WHAT YOU NEED TO DO:
A: Answer these about the frog forum thread, one line each:
(i) What temperature is given for the coolest point in the tank?
(ii) Which enclosure is planned if the frog turns out to be a girl?
(iii) Who says they agree with Bruce?
B: Write out the frog forum thread word for word between "I will update" and "long, 40cm width.", inclusive.

DOCUMENT EXCERPT:
-------------------------

When I change it to its final terrarium, I will add more hiding places (Wood barks, plants, etc...).

----------


## GRABibus

3 days ago :

----------


## Mikey

> Thank you ! I love it also.
> 
> But I observed that the more more it grows, the more it is shy.
> 
> When it was young it was always in its water bowl and looking at me waiting for food. Now it hides all the day, never goes by itself in its water bowl (I forced him to go for poops and eating).
> 
> When I change it to its final terrarium, I will add more hiding places (Wood barks, plants, etc...).


I like to keep the cage set-up simple. What are the temps? its surprising to me that he now burrows for extended periods of time. the way you described how he acts / acted in his bowl jumping for food ect is exactly the response I get from each of my pixies!

----------


## GRABibus

I made the substrate more wet to increase ground humidity.

It is normal that it burrows sometimes. It is winter and frogs can feel the seasons changing outside, even if the care conditions don't change in the terrarium.

My temps go from 75,2°F (under a wood bark which is a hidding place and the coolest point) until 86°F at hot spot.

In roughly 70% of the ground surface of the tank where the frog can go, there is between 78.8°F and 82.4°F.

but when it is in its water bowl, iyt keeps on jumping and having an extremely high feeding response (Even on earth  :Smile:  )

----------


## Beardo

Awesome progression pics. Looks like he is growing quickly and is in great health!

----------


## GRABibus

Last Graboune's pictures :









Male or female according to you ?

----------


## GRABibus

Update :






So, male or female ??

----------


## Bruce

I wanna say male because of those deep oranges, but my female used to have deep oranges under her arms too, and it might just be me but the head looks a bit to narrow to be a male, so I'm gunna say female!  :Smile:

----------


## Colleen/Jerrod

I agree with Bruce. Graboune looks to be female. Head to body ratio is usually a good indicator. She is very beautiful. :Smile:

----------


## Eel Noob

Male. You'll not find a young female with a nice blocky triangular head like that.

That's one awesome pyxie do keep us updated.

----------


## Heather

Awesome frog!!!

----------


## GRABibus

Thanks to all for your opinions and comments.

To conclude definitely if it is a male or female, I think we have to wait again for some weeks.

I will update pictures to get your feedback.

Before transferring it in its definitive enclosure, I want to be sure if it's a girl or a boy.

If it's a girl => Exo Terra 60x45x45
If it's a boy => Tank 80cm long, 40cm width.

----------


## Mikey

its definantly a male. Head to body is off because he is stuffed with food as expected.

-------------------------

DATA FOR ANALYSIS:

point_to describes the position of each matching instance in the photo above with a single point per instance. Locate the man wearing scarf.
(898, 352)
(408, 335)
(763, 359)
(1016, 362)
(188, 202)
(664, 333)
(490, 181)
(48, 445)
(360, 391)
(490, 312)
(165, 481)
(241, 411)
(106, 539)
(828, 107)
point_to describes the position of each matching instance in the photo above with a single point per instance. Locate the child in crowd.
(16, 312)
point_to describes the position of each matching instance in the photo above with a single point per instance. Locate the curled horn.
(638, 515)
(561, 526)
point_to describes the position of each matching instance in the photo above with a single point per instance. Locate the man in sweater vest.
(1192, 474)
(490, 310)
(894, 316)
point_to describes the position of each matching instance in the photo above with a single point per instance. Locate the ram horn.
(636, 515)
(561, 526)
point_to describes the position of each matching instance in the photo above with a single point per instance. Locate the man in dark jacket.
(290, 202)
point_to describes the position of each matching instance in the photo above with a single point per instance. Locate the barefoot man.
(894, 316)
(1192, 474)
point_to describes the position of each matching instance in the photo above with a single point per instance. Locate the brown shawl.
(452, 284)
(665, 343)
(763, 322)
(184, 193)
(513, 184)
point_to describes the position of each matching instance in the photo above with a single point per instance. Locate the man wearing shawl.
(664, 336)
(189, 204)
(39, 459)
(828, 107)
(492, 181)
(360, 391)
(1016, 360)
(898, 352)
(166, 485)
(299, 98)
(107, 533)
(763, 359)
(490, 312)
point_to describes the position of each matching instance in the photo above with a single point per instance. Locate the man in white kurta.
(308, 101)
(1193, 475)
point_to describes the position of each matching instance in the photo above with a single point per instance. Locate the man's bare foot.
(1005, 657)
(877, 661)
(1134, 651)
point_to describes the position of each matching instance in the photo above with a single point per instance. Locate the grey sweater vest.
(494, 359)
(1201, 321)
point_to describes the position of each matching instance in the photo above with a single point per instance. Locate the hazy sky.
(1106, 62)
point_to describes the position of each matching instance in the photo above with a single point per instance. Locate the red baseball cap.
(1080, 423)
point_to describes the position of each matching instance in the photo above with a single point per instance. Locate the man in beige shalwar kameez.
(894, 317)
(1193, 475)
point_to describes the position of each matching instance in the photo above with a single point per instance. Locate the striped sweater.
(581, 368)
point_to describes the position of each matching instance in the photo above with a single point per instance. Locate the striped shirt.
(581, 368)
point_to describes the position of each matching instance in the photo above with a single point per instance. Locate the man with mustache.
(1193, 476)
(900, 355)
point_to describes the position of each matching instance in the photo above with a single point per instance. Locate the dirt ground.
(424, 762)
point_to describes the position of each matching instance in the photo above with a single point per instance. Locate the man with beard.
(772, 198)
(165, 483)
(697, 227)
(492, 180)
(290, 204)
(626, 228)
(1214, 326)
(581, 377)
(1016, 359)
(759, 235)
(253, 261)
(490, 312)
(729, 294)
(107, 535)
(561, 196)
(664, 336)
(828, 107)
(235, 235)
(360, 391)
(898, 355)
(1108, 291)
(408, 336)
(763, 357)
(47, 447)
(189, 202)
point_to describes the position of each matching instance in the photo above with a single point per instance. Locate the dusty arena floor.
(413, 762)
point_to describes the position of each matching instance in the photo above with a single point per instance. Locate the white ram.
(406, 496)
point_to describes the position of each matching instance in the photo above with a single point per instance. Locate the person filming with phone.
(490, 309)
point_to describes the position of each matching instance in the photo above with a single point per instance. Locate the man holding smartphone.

-------------------------

RESPONSES TO THE TASKS:
A:
(i) 75,2°F, under a wood bark
(ii) Exo Terra 60x45x45
(iii) Colleen/Jerrod

B:
I will update pictures to get your feedback.

Before transferring it in its definitive enclosure, I want to be sure if it's a girl or a boy.

If it's a girl => Exo Terra 60x45x45
If it's a boy => Tank 80cm long, 40cm width.